### Your instructions
Search the records for the word "tote" and report each line that has it.

### Supplied material
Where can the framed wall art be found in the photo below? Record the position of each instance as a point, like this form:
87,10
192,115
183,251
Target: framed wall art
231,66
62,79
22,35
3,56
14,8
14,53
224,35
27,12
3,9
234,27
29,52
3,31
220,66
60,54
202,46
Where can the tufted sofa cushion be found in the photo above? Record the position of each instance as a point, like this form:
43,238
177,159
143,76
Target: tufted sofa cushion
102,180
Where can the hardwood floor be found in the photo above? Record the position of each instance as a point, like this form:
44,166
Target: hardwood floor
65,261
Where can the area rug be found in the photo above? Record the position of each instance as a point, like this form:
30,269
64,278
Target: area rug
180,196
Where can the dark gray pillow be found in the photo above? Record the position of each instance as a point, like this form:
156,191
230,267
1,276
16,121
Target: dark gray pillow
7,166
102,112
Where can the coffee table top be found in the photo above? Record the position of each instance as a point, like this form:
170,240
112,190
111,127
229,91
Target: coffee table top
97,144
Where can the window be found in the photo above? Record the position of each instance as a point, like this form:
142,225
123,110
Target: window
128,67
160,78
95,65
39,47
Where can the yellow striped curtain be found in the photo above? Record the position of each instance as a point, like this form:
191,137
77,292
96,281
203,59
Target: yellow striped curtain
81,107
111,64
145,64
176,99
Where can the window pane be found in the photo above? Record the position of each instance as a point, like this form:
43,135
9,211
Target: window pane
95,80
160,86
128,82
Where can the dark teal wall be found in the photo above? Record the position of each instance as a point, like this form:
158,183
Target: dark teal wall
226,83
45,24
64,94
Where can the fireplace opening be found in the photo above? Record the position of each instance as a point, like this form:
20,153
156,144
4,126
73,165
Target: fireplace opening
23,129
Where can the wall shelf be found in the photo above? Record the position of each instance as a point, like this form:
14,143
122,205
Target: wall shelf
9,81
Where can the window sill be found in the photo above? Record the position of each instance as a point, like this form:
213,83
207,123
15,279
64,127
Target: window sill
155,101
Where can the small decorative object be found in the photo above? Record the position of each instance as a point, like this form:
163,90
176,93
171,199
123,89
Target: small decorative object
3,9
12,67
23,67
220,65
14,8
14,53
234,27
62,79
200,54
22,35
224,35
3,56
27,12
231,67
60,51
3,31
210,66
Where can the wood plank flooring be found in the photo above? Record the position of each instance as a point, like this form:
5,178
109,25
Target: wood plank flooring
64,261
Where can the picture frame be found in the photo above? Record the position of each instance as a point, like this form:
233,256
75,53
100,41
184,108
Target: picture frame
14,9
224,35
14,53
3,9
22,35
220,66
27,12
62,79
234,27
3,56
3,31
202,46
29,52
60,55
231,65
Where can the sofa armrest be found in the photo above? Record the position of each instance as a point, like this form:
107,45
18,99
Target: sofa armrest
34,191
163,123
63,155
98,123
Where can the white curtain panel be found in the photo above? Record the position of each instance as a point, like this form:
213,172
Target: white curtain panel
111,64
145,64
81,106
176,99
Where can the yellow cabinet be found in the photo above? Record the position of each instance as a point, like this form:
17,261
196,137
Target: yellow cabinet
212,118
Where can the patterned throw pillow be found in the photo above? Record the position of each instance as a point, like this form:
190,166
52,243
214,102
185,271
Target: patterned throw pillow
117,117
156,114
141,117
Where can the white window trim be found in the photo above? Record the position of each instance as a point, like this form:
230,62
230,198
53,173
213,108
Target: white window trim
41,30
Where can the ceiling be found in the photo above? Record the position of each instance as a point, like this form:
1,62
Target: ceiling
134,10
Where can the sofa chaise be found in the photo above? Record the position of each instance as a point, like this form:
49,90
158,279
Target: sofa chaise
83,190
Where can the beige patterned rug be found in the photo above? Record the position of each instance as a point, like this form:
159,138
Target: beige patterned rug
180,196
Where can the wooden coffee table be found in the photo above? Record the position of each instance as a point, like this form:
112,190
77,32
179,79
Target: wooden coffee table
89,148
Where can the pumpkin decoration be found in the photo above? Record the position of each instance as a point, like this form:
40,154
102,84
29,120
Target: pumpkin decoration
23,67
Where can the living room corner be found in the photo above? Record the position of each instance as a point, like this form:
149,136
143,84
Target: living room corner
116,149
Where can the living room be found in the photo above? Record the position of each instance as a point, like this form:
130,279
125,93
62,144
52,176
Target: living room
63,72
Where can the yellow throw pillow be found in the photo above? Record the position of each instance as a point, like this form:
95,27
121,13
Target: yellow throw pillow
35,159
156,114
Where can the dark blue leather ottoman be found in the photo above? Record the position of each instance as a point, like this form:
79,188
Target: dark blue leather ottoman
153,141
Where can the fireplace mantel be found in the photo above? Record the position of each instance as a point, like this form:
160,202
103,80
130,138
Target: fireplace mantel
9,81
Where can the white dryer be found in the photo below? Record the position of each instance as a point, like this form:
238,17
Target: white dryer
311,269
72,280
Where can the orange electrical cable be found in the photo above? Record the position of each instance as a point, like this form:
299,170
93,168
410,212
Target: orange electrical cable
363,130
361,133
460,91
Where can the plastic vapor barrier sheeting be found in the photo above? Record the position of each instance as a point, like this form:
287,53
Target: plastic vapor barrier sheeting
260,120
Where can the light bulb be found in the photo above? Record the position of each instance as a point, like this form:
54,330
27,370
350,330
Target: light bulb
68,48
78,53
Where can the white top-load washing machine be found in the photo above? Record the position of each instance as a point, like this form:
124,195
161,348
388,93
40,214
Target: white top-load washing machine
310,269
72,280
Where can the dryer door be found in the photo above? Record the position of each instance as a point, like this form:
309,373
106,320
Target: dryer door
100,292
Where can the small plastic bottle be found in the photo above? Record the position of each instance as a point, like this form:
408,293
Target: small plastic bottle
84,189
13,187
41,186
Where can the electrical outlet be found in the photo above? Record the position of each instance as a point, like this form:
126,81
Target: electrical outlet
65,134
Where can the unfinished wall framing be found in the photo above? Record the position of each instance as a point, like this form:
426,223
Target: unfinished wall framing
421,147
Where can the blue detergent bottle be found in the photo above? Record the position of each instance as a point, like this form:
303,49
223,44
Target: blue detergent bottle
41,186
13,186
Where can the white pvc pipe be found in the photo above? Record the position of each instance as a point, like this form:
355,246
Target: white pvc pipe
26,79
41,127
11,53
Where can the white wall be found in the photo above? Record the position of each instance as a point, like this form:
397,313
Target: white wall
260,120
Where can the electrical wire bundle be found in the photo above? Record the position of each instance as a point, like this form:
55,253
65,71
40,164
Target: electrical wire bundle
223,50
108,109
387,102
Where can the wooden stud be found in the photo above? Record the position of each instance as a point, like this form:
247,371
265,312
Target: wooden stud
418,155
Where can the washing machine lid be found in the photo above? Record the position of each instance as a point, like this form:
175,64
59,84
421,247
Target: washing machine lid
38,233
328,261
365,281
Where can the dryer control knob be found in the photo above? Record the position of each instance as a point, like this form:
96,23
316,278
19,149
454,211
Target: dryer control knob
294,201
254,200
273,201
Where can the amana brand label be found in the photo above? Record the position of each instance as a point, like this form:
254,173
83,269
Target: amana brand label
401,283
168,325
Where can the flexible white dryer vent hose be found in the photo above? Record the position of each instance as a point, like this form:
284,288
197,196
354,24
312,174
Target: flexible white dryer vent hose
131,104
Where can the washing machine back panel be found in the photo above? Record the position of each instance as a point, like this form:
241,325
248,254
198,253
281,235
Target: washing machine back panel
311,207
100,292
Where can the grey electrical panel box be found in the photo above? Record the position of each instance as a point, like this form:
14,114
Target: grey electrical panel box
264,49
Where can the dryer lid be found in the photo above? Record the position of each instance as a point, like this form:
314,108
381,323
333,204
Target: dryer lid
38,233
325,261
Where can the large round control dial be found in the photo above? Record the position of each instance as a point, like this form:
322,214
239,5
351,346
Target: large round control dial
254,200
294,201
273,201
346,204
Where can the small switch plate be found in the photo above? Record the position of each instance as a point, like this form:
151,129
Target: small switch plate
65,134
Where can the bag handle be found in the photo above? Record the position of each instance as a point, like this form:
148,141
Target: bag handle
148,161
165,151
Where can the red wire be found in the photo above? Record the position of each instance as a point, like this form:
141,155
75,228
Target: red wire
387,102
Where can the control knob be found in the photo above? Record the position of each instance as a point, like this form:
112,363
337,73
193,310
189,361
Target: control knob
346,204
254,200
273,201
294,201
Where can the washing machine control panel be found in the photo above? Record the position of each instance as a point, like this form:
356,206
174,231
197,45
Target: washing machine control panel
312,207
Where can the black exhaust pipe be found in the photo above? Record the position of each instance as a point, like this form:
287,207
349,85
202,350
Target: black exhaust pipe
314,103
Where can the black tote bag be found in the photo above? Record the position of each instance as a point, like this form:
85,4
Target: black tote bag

### Exercise answer
Where can the black tote bag be found in the photo above? Record the position of each instance as a point, like this form:
Target: black tote bag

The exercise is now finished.